[Source records]

▼

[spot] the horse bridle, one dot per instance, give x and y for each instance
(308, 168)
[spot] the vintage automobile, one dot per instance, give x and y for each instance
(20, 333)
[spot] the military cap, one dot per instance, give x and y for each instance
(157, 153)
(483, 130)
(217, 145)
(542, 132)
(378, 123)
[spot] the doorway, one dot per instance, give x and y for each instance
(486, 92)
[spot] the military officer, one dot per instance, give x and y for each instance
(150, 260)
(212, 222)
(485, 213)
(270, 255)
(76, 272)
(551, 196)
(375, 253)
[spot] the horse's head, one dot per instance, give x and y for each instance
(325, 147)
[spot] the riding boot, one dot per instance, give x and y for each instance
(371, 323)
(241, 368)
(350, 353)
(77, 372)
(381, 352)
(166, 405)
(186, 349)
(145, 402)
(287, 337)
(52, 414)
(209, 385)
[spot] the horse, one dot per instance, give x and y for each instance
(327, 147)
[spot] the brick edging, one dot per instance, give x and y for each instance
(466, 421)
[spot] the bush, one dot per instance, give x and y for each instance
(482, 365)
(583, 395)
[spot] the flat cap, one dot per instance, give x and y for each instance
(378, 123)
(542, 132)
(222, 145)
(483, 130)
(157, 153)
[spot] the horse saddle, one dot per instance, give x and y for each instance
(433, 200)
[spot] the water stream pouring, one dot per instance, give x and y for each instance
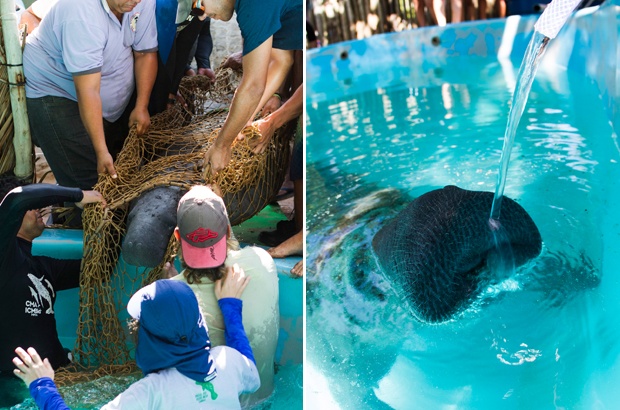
(547, 27)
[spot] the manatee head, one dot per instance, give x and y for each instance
(435, 250)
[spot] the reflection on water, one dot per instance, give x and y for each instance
(533, 340)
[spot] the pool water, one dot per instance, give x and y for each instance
(547, 336)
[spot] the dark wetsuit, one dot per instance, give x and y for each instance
(28, 284)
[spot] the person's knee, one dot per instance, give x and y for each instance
(283, 58)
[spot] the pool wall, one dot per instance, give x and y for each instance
(587, 44)
(67, 244)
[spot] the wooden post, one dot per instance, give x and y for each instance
(24, 167)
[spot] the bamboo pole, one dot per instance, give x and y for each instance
(21, 137)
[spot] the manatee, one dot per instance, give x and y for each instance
(151, 221)
(437, 249)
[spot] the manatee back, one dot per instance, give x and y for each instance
(435, 249)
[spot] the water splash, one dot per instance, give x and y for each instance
(535, 50)
(547, 27)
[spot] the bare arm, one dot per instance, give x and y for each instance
(244, 103)
(87, 87)
(268, 125)
(280, 64)
(145, 67)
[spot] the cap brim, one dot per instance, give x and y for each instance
(202, 258)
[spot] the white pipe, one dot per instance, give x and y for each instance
(554, 17)
(21, 129)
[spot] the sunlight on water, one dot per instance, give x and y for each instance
(532, 340)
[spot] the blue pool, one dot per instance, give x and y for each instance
(398, 115)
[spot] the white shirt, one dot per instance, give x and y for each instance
(169, 389)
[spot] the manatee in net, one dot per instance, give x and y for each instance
(436, 249)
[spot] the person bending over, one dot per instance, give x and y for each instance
(82, 65)
(271, 30)
(29, 284)
(208, 249)
(174, 352)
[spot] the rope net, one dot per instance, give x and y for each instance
(7, 153)
(170, 154)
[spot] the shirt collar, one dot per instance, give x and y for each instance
(106, 6)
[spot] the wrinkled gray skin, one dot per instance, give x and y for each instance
(436, 249)
(150, 223)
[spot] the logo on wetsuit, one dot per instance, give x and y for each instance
(41, 292)
(207, 390)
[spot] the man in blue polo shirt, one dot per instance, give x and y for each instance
(80, 66)
(271, 30)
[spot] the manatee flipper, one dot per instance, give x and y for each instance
(436, 248)
(150, 223)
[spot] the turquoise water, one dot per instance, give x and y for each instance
(547, 337)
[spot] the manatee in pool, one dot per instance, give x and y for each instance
(436, 249)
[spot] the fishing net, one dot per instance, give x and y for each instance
(7, 154)
(170, 154)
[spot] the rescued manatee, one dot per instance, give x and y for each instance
(436, 249)
(151, 221)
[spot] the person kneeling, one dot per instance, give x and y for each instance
(173, 351)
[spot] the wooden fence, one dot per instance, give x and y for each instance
(341, 20)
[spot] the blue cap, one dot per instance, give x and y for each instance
(172, 331)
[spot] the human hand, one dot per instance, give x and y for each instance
(217, 158)
(208, 73)
(232, 284)
(30, 367)
(90, 197)
(234, 61)
(272, 104)
(169, 271)
(175, 98)
(105, 165)
(141, 119)
(266, 130)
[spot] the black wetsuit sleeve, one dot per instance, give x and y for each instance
(234, 333)
(20, 200)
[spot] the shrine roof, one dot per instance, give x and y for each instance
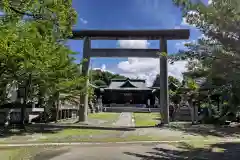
(128, 84)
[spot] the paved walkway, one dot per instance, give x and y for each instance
(125, 120)
(142, 152)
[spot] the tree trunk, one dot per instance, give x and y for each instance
(81, 115)
(25, 99)
(190, 106)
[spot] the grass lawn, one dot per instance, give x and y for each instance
(29, 153)
(146, 119)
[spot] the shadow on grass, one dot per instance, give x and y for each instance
(206, 130)
(220, 151)
(54, 128)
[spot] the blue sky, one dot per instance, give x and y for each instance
(131, 14)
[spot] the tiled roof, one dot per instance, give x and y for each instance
(127, 83)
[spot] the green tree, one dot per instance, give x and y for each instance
(31, 52)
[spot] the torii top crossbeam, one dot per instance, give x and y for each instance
(172, 34)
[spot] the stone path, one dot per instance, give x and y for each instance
(125, 120)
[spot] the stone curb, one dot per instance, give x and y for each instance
(112, 143)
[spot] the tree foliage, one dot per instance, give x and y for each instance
(215, 56)
(33, 53)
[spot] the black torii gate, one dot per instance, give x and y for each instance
(162, 35)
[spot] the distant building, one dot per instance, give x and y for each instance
(127, 92)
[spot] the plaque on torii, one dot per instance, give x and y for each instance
(162, 35)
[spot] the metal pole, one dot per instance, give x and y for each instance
(164, 97)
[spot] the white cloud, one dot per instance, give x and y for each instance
(209, 2)
(142, 44)
(102, 68)
(177, 27)
(83, 21)
(148, 68)
(2, 13)
(184, 19)
(181, 45)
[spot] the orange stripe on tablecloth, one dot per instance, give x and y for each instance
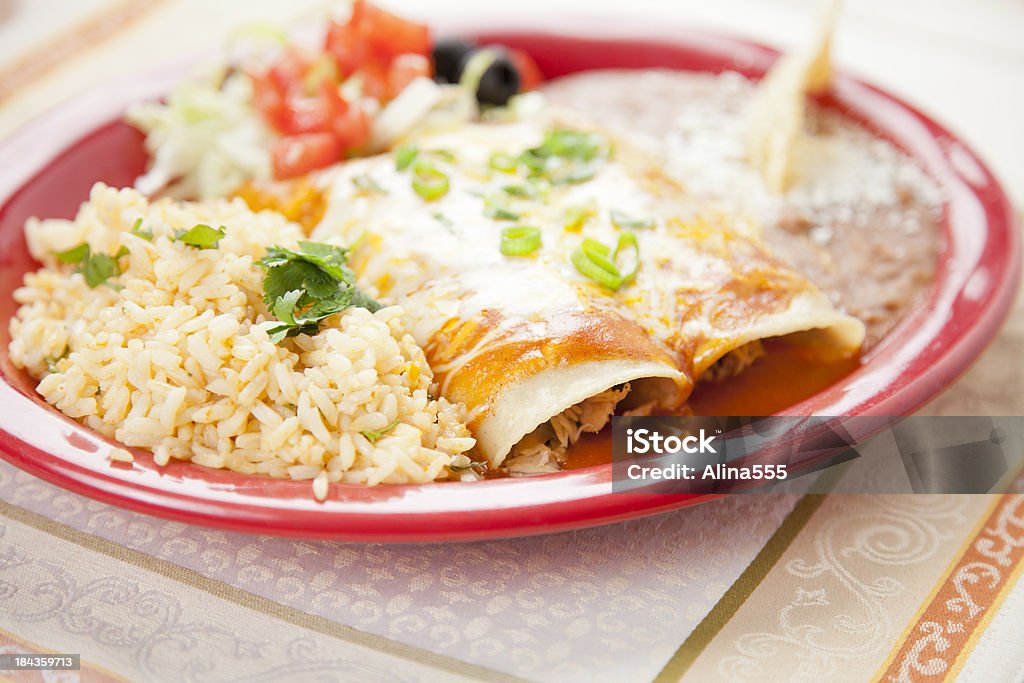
(67, 44)
(944, 632)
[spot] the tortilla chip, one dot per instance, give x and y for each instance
(776, 113)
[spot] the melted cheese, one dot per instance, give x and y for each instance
(491, 323)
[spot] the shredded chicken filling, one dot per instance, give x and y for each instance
(544, 449)
(733, 363)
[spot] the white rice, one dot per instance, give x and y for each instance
(177, 363)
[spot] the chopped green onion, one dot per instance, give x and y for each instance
(574, 144)
(463, 468)
(597, 261)
(520, 241)
(404, 156)
(375, 435)
(140, 231)
(624, 220)
(503, 163)
(429, 182)
(202, 236)
(75, 254)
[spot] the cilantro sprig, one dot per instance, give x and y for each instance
(374, 435)
(304, 286)
(95, 268)
(202, 236)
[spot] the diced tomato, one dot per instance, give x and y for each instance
(529, 74)
(311, 114)
(404, 70)
(373, 34)
(289, 70)
(352, 128)
(298, 155)
(346, 46)
(389, 34)
(375, 80)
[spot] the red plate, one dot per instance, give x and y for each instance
(49, 167)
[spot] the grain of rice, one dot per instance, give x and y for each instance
(178, 360)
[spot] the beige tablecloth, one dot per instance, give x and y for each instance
(812, 588)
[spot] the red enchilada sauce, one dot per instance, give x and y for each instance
(786, 375)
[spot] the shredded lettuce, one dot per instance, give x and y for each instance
(206, 141)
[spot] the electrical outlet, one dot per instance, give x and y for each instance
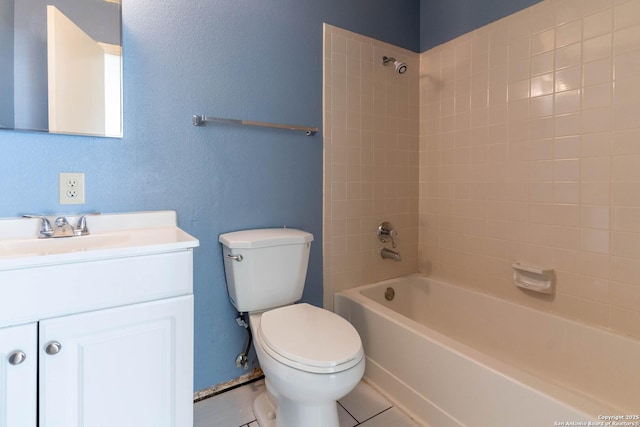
(71, 187)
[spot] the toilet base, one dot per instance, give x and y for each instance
(264, 410)
(294, 414)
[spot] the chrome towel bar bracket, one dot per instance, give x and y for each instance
(201, 120)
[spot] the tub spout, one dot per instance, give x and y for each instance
(389, 254)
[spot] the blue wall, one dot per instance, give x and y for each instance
(259, 60)
(444, 20)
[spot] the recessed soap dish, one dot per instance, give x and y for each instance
(533, 278)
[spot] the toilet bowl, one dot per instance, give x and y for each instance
(309, 364)
(311, 357)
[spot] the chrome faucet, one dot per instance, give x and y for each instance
(61, 227)
(389, 254)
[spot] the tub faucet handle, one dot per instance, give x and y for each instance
(386, 232)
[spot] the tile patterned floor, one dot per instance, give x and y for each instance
(364, 406)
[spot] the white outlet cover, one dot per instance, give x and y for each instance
(71, 188)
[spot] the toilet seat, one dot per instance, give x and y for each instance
(310, 339)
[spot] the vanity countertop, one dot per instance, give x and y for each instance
(111, 236)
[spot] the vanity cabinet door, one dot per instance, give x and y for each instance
(18, 375)
(129, 366)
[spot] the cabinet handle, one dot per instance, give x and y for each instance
(53, 347)
(17, 357)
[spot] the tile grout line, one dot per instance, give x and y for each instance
(373, 416)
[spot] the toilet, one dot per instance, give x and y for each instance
(310, 357)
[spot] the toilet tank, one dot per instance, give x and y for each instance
(265, 268)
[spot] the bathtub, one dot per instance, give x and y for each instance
(450, 356)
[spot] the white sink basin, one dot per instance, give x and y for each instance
(111, 235)
(36, 247)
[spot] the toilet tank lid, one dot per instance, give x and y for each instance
(264, 237)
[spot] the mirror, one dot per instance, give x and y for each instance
(61, 66)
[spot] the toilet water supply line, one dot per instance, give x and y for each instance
(242, 360)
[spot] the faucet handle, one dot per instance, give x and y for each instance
(81, 228)
(45, 226)
(386, 230)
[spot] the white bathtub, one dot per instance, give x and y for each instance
(450, 356)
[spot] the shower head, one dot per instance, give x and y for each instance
(401, 67)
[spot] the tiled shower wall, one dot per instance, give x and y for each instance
(371, 162)
(530, 152)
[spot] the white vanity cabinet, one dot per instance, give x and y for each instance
(118, 367)
(100, 338)
(18, 375)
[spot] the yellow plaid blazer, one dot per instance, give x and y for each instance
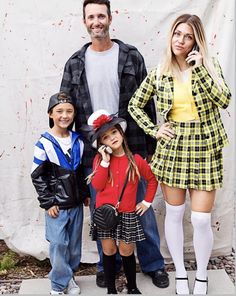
(207, 95)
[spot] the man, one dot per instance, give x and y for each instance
(104, 74)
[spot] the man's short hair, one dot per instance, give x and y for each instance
(102, 2)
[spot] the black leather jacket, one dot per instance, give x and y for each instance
(59, 186)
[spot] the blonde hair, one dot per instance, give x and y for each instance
(170, 66)
(132, 168)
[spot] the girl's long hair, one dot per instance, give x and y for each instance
(170, 66)
(132, 168)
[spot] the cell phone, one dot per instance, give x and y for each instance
(195, 47)
(108, 150)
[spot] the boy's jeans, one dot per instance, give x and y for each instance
(65, 236)
(148, 250)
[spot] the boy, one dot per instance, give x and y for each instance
(57, 175)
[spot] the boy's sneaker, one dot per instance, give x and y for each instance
(56, 292)
(72, 288)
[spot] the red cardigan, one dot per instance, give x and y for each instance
(109, 193)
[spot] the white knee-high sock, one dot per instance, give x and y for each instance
(175, 237)
(202, 241)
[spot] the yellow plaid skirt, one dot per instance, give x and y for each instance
(185, 162)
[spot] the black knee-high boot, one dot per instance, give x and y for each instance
(109, 265)
(129, 265)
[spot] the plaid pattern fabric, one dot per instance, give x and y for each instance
(131, 72)
(184, 161)
(128, 230)
(207, 96)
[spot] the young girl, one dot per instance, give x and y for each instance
(108, 178)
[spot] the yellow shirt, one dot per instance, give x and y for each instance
(184, 108)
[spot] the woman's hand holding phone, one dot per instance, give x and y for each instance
(194, 58)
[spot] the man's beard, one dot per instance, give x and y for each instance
(102, 34)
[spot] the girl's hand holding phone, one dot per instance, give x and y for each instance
(105, 153)
(140, 209)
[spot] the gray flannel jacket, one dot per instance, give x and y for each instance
(131, 72)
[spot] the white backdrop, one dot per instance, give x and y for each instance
(36, 39)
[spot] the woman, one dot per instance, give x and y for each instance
(189, 88)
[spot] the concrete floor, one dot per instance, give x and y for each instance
(219, 284)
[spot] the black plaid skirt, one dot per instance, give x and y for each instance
(184, 161)
(128, 230)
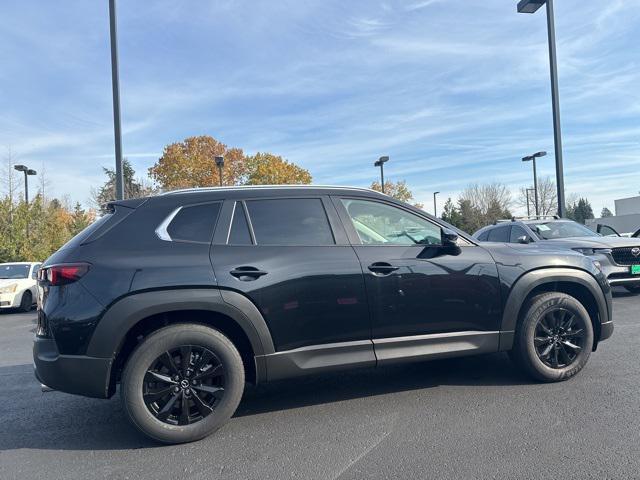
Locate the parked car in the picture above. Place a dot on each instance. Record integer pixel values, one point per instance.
(619, 257)
(18, 285)
(182, 297)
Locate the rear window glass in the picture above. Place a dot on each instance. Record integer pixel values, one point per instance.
(299, 221)
(500, 234)
(194, 223)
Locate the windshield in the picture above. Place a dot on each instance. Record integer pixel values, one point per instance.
(552, 230)
(8, 270)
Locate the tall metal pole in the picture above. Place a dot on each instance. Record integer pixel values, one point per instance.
(115, 83)
(535, 187)
(26, 188)
(555, 103)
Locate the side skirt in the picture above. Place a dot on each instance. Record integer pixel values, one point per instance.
(383, 351)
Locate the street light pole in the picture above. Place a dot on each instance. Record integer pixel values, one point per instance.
(531, 6)
(380, 163)
(115, 84)
(220, 164)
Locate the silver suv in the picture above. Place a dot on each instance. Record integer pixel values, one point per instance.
(618, 257)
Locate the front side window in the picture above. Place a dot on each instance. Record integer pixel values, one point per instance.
(14, 271)
(290, 221)
(194, 223)
(499, 234)
(380, 224)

▲

**The task**
Produce an exact copy of the lines from the one containing "Locate the parked" through the last line, and of nothing else.

**The response**
Locate the parked car in the picture above. Place a dot on each instance. Record integer pixel values, one point per instance.
(619, 257)
(18, 285)
(182, 297)
Locate the rear window glass in the picture above. Place a dot on each instance. Record integer pixel values, one point per instance.
(299, 221)
(500, 234)
(194, 223)
Locate the windshield in the picture above. Place a dot on each instance. Record integer pixel values, one point per instance.
(552, 230)
(8, 270)
Locate the tall metal pole in the picture above. Place a dot on each instance. Record integer pixel values, one point per instance.
(115, 83)
(535, 187)
(26, 188)
(555, 103)
Locate the side skirt in the picture above. Place a dot on each instance. Record integer pixel values, one point per instance.
(383, 351)
Locate the street light pole in the picture above. Place a dot on each instance. Record integer pixel values, one point per instance.
(531, 6)
(380, 163)
(115, 84)
(220, 164)
Locate the silver suv in the picture above. Place a dot on each instance. Record integer pixel values, one point per instance.
(618, 257)
Locate the front side window in the picture above. Place a dot on each instance. Record integer pixel values, one point per instance.
(14, 271)
(290, 221)
(194, 223)
(499, 234)
(380, 224)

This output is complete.